__Supplied records__
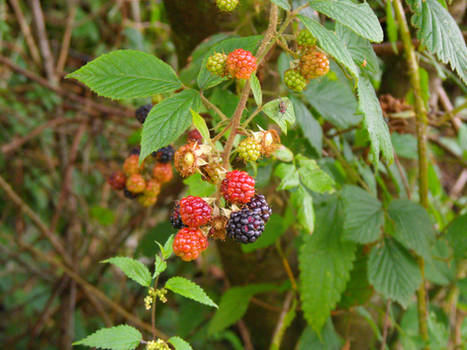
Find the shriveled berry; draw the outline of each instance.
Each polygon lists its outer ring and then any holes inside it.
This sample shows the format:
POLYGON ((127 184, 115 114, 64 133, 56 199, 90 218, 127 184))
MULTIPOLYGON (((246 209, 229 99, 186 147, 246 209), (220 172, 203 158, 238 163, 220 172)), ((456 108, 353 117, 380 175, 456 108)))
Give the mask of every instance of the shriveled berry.
POLYGON ((148 114, 149 114, 149 111, 151 110, 152 108, 152 104, 149 103, 147 105, 143 105, 141 107, 139 107, 136 111, 135 111, 135 117, 136 119, 141 123, 143 124, 144 121, 146 120, 148 114))
POLYGON ((200 197, 188 196, 180 201, 180 216, 185 225, 206 225, 212 218, 212 208, 200 197))
POLYGON ((114 190, 120 191, 125 188, 126 176, 123 171, 115 171, 109 176, 107 182, 114 190))
POLYGON ((290 90, 302 92, 306 87, 306 79, 295 69, 288 69, 284 73, 284 83, 290 90))
POLYGON ((169 182, 173 177, 172 164, 156 163, 152 169, 152 176, 160 183, 169 182))
POLYGON ((126 180, 126 189, 133 193, 141 193, 146 188, 146 181, 140 174, 133 174, 126 180))
POLYGON ((230 238, 241 243, 253 243, 263 231, 264 221, 257 211, 246 206, 230 214, 227 223, 227 234, 230 238))
POLYGON ((226 68, 233 78, 249 79, 256 70, 256 57, 250 51, 236 49, 227 56, 226 68))
POLYGON ((237 151, 240 158, 245 162, 256 162, 261 156, 261 143, 250 136, 240 142, 237 151))
POLYGON ((184 261, 197 259, 208 247, 208 240, 203 232, 194 227, 180 229, 175 235, 172 245, 175 255, 184 261))
POLYGON ((221 193, 231 203, 248 203, 255 195, 255 179, 245 171, 228 172, 222 180, 221 193))
POLYGON ((211 56, 208 57, 208 60, 206 62, 206 69, 214 75, 224 77, 226 75, 226 61, 227 55, 225 53, 213 53, 211 56))

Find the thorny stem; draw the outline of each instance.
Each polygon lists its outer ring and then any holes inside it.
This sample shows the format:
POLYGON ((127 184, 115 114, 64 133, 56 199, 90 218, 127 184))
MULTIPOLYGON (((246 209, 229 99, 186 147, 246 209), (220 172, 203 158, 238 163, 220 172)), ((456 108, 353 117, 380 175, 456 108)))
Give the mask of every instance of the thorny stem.
MULTIPOLYGON (((427 125, 428 118, 426 114, 425 102, 423 101, 422 89, 420 84, 420 73, 418 61, 415 54, 415 48, 410 36, 409 26, 405 18, 404 8, 401 0, 394 1, 394 10, 396 12, 397 22, 399 23, 399 31, 404 44, 405 58, 409 67, 410 84, 412 85, 415 98, 415 116, 417 121, 417 146, 418 146, 418 191, 420 204, 428 209, 428 157, 427 157, 427 125)), ((423 258, 418 258, 420 272, 422 274, 422 283, 418 290, 418 323, 420 335, 425 341, 425 348, 428 350, 428 322, 427 322, 427 305, 425 291, 425 263, 423 258)))

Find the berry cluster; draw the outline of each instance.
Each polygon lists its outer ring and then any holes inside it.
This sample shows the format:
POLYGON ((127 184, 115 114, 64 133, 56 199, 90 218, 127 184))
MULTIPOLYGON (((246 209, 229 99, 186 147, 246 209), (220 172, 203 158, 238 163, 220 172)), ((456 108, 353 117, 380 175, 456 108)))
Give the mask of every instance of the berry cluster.
POLYGON ((236 49, 228 55, 217 52, 209 56, 206 68, 220 77, 250 79, 251 74, 256 71, 256 57, 244 49, 236 49))
POLYGON ((316 39, 306 29, 297 35, 299 62, 284 73, 284 83, 292 91, 301 92, 314 78, 329 72, 329 59, 316 48, 316 39))

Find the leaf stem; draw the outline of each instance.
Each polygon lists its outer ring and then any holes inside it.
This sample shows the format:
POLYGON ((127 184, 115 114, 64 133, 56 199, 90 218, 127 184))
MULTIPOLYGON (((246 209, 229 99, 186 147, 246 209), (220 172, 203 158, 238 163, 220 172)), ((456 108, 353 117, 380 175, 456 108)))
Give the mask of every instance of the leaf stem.
MULTIPOLYGON (((401 34, 402 43, 404 44, 405 58, 409 67, 410 84, 413 89, 415 100, 415 116, 417 126, 417 145, 418 145, 418 191, 420 197, 420 204, 428 209, 428 157, 427 157, 427 125, 428 118, 423 101, 420 73, 415 48, 410 36, 409 25, 405 17, 404 8, 401 0, 394 1, 394 10, 396 18, 399 22, 399 31, 401 34)), ((423 258, 418 258, 420 272, 422 274, 422 284, 418 290, 418 323, 420 335, 425 341, 424 349, 428 350, 428 313, 426 305, 426 291, 425 291, 425 263, 423 258)))

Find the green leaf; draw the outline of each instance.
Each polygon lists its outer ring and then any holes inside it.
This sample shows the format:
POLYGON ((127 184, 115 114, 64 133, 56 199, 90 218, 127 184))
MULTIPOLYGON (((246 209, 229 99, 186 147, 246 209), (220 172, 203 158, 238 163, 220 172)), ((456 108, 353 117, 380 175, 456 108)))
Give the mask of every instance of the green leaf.
POLYGON ((274 170, 274 175, 281 179, 278 190, 290 190, 300 184, 297 169, 293 164, 279 164, 274 170))
POLYGON ((366 77, 360 77, 357 85, 359 109, 363 113, 363 125, 368 130, 371 142, 373 162, 376 167, 379 161, 379 152, 388 163, 392 163, 394 154, 391 137, 375 89, 366 77))
POLYGON ((345 186, 342 198, 345 203, 342 239, 362 244, 376 241, 384 224, 380 201, 356 186, 345 186))
POLYGON ((374 41, 383 41, 384 34, 378 17, 367 4, 350 0, 308 0, 311 8, 336 20, 358 35, 374 41))
POLYGON ((227 79, 215 76, 206 69, 206 62, 209 56, 211 56, 214 52, 224 52, 229 54, 235 49, 242 48, 244 50, 251 51, 254 54, 261 39, 261 35, 247 36, 243 38, 229 38, 222 40, 220 43, 214 45, 204 56, 201 69, 198 74, 199 88, 206 90, 227 79))
POLYGON ((116 256, 102 262, 117 266, 125 275, 143 287, 149 287, 151 284, 151 272, 141 261, 124 256, 116 256))
POLYGON ((315 229, 315 210, 313 209, 313 197, 300 186, 290 196, 290 200, 297 210, 297 220, 308 233, 315 229))
POLYGON ((430 216, 418 203, 407 199, 393 200, 388 206, 389 217, 394 221, 394 238, 418 255, 430 257, 434 230, 430 216))
POLYGON ((198 112, 195 112, 192 109, 190 109, 190 112, 193 118, 193 125, 195 126, 196 129, 198 129, 199 133, 203 137, 203 142, 210 143, 211 136, 209 135, 209 129, 208 129, 208 126, 206 125, 206 122, 204 121, 204 118, 201 115, 199 115, 198 112))
POLYGON ((399 302, 404 308, 422 281, 415 259, 391 239, 371 249, 368 278, 377 292, 399 302))
POLYGON ((280 8, 286 11, 290 11, 292 9, 287 0, 271 0, 271 2, 275 3, 277 6, 279 6, 280 8))
POLYGON ((253 243, 242 244, 242 251, 250 253, 261 248, 269 247, 274 244, 286 230, 287 227, 284 225, 284 218, 278 214, 272 214, 263 234, 253 243))
POLYGON ((156 278, 166 269, 167 263, 164 260, 162 260, 162 258, 159 255, 156 255, 156 261, 154 262, 154 274, 152 275, 152 278, 156 278))
POLYGON ((344 65, 352 76, 358 80, 358 68, 342 40, 334 32, 323 27, 318 21, 303 15, 298 15, 298 18, 318 40, 320 47, 334 57, 337 62, 344 65))
POLYGON ((102 328, 73 345, 86 345, 98 349, 133 350, 138 347, 143 336, 128 325, 102 328))
POLYGON ((327 172, 322 170, 314 159, 302 155, 297 157, 300 168, 300 181, 310 190, 318 193, 333 192, 335 182, 327 172))
POLYGON ((467 259, 467 214, 455 218, 448 226, 446 238, 457 259, 467 259))
POLYGON ((245 314, 252 296, 273 289, 276 289, 273 284, 252 284, 229 288, 222 295, 219 309, 209 322, 208 333, 218 333, 233 325, 245 314))
POLYGON ((190 89, 154 106, 143 124, 140 162, 183 134, 192 123, 190 109, 197 110, 200 105, 199 93, 190 89))
POLYGON ((180 337, 171 337, 168 342, 175 347, 175 350, 193 350, 191 345, 180 337))
POLYGON ((341 241, 342 210, 332 198, 316 214, 316 230, 300 248, 300 296, 308 324, 317 332, 325 324, 345 290, 356 245, 341 241))
POLYGON ((147 97, 182 86, 167 63, 136 50, 104 54, 67 78, 77 79, 98 95, 112 99, 147 97))
POLYGON ((297 98, 291 97, 290 100, 294 105, 295 117, 298 125, 303 131, 310 145, 314 148, 317 155, 321 155, 323 149, 323 130, 319 122, 313 117, 311 112, 303 102, 297 98))
POLYGON ((293 105, 287 97, 269 101, 263 106, 263 112, 279 125, 284 134, 287 134, 287 124, 295 124, 293 105), (285 108, 285 110, 282 108, 285 108))
POLYGON ((332 72, 312 79, 302 95, 324 119, 341 129, 357 125, 362 119, 356 114, 357 99, 352 89, 332 72))
POLYGON ((250 77, 250 87, 256 104, 261 106, 263 104, 263 92, 261 91, 261 84, 255 74, 250 77))
POLYGON ((412 24, 427 49, 443 63, 449 63, 467 83, 467 47, 451 14, 437 0, 407 0, 414 15, 412 24))
POLYGON ((216 303, 207 296, 207 294, 200 286, 192 281, 187 280, 186 278, 172 277, 166 282, 165 288, 171 290, 174 293, 180 294, 185 298, 190 298, 194 301, 197 301, 198 303, 217 308, 216 303))

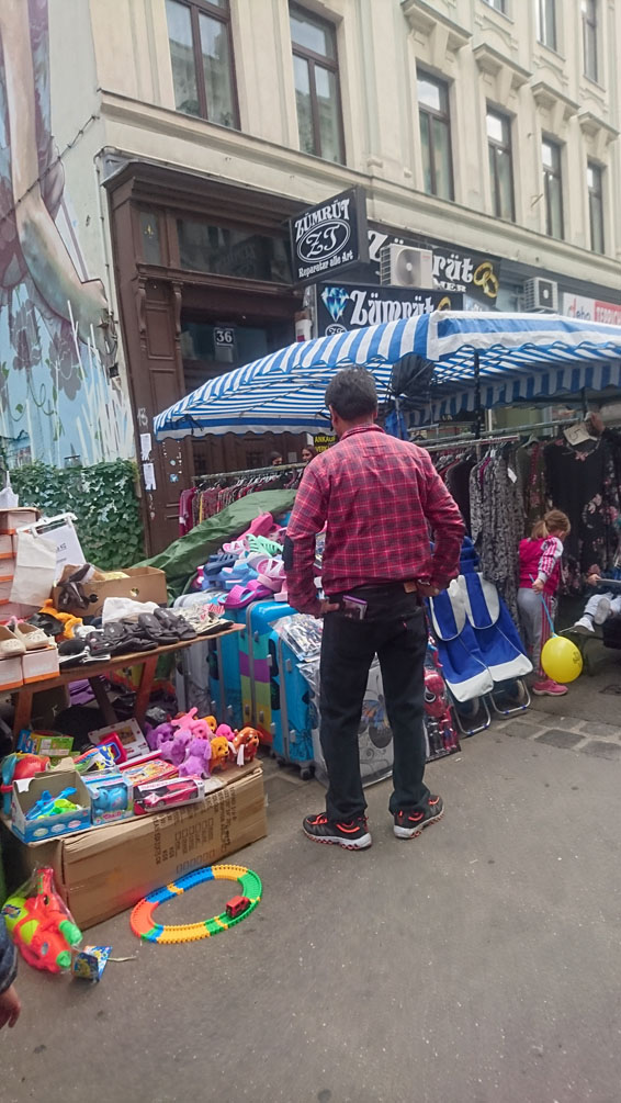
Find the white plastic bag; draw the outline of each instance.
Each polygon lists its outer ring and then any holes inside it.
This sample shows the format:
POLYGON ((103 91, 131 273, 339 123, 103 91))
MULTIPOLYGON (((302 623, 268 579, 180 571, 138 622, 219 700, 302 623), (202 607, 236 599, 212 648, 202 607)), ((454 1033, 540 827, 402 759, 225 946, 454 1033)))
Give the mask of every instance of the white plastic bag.
POLYGON ((11 476, 4 472, 4 489, 0 490, 0 510, 17 510, 20 500, 11 486, 11 476))
POLYGON ((52 593, 56 576, 56 545, 43 536, 18 532, 15 574, 10 601, 42 606, 52 593))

__Required work__
Reproduce the lines from the one with "Find the green" through the one with "POLYGON ((374 41, 383", putting "yellow leaf" wherever "green leaf" appears and changing nothing else.

__Expected answer__
Find the yellow leaf; draw the outline of each instance.
Each polygon lists its outer ring and then any holes inside it.
This sample shows the format:
POLYGON ((127 184, 115 114, 64 133, 56 199, 90 218, 127 184))
MULTIPOLYGON (((246 209, 229 99, 186 147, 246 209), (220 172, 203 158, 238 163, 220 172)), ((456 108, 353 117, 380 175, 456 108)))
Give the mask of every instance of the yellow leaf.
POLYGON ((274 170, 274 175, 281 179, 278 190, 290 190, 300 184, 297 169, 293 164, 279 164, 274 170))
POLYGON ((366 77, 360 77, 357 85, 359 109, 363 113, 363 125, 368 130, 371 142, 373 162, 376 167, 379 161, 379 152, 388 163, 392 163, 394 154, 391 137, 375 89, 366 77))
POLYGON ((345 186, 342 198, 345 203, 342 239, 362 244, 376 241, 384 224, 380 201, 356 186, 345 186))
POLYGON ((374 41, 383 41, 384 34, 378 17, 367 4, 350 0, 308 0, 311 8, 336 20, 358 35, 374 41))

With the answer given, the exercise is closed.